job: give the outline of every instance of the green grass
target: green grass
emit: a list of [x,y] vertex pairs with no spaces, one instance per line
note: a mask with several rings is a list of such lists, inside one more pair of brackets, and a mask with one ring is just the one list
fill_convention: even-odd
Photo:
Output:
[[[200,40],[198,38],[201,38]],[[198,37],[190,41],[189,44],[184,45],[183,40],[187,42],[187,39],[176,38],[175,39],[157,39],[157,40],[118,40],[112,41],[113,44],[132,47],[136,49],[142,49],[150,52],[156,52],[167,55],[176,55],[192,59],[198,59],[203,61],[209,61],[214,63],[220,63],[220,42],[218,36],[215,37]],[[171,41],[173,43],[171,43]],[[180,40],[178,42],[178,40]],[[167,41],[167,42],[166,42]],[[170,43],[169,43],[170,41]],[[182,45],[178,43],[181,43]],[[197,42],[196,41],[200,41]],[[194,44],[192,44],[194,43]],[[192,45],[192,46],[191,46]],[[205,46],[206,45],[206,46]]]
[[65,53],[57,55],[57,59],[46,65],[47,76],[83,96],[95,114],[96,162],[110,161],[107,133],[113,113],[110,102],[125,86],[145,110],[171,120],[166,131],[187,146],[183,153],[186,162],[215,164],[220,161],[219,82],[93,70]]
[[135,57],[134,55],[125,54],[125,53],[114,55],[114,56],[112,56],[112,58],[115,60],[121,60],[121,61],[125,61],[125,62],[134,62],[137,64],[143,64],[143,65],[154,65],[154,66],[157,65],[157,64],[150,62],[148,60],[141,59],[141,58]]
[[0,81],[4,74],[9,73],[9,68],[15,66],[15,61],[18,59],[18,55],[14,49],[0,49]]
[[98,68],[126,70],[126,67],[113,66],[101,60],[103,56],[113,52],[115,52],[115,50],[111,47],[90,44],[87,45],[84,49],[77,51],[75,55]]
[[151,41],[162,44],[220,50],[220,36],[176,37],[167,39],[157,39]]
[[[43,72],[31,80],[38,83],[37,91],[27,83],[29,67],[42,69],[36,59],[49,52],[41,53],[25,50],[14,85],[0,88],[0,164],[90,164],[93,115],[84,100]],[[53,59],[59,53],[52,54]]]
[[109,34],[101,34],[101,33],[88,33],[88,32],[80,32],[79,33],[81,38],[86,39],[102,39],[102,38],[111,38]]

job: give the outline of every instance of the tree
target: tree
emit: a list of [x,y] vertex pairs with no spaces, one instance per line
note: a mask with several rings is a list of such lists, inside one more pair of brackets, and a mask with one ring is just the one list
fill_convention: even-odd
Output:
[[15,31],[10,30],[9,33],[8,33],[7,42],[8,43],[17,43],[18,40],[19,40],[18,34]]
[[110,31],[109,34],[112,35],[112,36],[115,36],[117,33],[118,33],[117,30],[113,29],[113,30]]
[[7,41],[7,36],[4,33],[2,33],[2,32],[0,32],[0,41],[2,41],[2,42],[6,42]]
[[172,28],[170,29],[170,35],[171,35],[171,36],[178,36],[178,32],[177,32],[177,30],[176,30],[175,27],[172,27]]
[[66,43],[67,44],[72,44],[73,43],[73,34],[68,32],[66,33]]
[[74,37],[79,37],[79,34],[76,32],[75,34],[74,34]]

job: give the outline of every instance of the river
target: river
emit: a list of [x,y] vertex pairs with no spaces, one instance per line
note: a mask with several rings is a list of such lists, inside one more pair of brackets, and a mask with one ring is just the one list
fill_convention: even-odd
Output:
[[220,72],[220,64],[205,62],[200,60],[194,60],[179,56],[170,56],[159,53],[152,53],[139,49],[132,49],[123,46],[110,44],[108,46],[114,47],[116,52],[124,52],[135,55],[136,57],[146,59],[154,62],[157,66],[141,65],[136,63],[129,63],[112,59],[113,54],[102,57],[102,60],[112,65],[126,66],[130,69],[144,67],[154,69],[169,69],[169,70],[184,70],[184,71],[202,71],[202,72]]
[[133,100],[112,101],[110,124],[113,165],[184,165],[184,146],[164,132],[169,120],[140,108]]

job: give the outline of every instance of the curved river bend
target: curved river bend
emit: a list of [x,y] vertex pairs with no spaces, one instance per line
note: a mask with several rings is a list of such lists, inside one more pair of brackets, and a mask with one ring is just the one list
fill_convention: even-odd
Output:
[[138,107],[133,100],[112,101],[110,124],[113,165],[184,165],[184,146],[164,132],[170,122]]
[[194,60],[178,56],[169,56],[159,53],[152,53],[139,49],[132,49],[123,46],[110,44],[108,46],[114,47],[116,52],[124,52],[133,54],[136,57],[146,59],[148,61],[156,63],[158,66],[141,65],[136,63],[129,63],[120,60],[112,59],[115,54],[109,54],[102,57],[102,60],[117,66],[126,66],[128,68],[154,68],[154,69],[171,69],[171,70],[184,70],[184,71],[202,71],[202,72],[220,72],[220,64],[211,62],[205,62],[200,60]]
________________________________________
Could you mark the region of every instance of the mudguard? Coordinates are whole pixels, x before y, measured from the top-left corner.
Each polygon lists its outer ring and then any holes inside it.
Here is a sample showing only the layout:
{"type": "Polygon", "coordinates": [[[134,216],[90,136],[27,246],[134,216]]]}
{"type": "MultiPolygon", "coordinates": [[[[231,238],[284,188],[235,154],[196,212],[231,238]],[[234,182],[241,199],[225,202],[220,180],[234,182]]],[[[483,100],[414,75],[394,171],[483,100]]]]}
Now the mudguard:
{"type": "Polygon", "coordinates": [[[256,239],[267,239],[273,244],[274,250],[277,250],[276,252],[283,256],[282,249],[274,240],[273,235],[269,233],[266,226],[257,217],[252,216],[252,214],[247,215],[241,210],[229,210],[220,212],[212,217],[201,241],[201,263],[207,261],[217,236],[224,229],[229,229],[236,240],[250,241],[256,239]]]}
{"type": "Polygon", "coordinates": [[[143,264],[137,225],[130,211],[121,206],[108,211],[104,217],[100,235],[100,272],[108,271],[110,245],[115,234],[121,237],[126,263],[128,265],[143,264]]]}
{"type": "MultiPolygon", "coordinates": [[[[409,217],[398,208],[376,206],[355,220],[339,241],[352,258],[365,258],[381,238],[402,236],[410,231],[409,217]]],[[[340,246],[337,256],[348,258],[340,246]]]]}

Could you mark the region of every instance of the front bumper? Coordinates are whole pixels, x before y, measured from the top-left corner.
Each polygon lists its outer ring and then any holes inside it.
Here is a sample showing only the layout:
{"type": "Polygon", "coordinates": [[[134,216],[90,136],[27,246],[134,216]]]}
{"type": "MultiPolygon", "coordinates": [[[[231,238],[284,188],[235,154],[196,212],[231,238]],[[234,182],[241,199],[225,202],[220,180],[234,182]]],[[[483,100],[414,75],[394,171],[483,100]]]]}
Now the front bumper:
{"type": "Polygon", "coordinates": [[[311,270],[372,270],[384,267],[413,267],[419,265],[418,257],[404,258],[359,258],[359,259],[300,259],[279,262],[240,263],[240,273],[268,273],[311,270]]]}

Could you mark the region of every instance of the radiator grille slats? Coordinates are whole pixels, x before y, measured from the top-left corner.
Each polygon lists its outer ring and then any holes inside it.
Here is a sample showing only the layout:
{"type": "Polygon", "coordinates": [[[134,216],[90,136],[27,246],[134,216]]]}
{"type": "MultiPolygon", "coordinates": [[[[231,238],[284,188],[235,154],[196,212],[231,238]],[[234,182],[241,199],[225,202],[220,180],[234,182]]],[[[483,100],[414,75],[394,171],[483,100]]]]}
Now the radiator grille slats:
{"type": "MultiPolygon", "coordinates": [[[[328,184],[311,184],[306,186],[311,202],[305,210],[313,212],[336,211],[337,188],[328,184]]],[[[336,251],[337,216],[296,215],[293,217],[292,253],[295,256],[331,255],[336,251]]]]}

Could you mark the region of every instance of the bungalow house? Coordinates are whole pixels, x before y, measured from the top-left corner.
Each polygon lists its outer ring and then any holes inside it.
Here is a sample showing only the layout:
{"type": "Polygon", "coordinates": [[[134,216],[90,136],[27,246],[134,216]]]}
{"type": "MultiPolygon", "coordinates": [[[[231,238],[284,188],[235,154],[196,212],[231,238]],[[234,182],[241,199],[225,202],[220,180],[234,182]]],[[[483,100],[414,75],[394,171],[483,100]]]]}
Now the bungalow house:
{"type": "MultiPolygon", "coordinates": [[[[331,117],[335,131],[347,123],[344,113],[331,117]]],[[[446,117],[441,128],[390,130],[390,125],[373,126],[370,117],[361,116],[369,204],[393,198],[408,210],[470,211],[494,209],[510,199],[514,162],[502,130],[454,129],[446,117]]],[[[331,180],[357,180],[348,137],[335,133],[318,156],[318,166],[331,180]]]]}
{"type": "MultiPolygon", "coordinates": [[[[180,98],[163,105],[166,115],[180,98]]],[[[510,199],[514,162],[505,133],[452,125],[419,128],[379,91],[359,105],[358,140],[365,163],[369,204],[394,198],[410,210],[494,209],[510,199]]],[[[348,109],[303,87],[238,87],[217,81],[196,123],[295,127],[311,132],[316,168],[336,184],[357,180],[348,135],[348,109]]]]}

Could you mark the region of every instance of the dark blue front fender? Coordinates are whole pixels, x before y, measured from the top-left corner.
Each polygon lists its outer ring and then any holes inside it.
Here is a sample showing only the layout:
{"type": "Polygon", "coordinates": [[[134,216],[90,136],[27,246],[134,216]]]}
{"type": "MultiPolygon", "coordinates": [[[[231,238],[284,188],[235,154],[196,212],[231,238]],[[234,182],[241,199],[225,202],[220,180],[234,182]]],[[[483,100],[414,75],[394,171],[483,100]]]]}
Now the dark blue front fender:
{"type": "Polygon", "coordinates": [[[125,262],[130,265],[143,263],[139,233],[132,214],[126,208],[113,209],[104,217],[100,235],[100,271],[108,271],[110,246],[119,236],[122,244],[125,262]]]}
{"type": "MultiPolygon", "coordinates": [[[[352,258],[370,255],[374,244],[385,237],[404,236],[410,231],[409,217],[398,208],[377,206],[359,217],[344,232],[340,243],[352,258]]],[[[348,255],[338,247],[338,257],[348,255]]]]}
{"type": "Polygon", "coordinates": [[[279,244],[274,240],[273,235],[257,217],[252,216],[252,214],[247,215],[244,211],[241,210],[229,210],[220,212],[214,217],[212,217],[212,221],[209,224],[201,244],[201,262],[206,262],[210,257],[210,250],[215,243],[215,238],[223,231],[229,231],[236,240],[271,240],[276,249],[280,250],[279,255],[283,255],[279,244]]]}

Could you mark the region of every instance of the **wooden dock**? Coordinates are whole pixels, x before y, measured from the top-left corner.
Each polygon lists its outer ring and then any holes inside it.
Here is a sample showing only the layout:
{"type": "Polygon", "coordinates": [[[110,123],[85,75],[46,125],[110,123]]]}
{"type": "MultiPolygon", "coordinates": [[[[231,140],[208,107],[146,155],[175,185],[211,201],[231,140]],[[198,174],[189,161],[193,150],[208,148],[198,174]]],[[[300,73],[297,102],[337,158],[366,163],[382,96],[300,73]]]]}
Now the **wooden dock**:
________________________________________
_Görev talimatı_: "Could you mark the region of every instance of the **wooden" geçen satırdan "Now the **wooden" geçen satıra kadar, iki uç da dahil, satırları yeniden yazın. "outer ring" yerine "outer boundary" koyun, geri kalan her şeyi olduğu gibi bırakın.

_Sonuç aşağıda_:
Could you mark the region of every instance of the **wooden dock**? Coordinates are whole pixels, x before y, measured from the top-left corner.
Each polygon lists its outer boundary and then any holes inside it.
Here is a sample showing only the layout:
{"type": "Polygon", "coordinates": [[[110,123],[85,75],[46,125],[110,123]]]}
{"type": "MultiPolygon", "coordinates": [[[[231,140],[208,107],[146,155],[175,185],[211,201],[231,140]],[[198,174],[189,161],[193,150],[208,148],[198,174]]],[[[300,73],[297,102],[337,158],[366,163],[382,96],[300,73]]]]}
Now the **wooden dock**:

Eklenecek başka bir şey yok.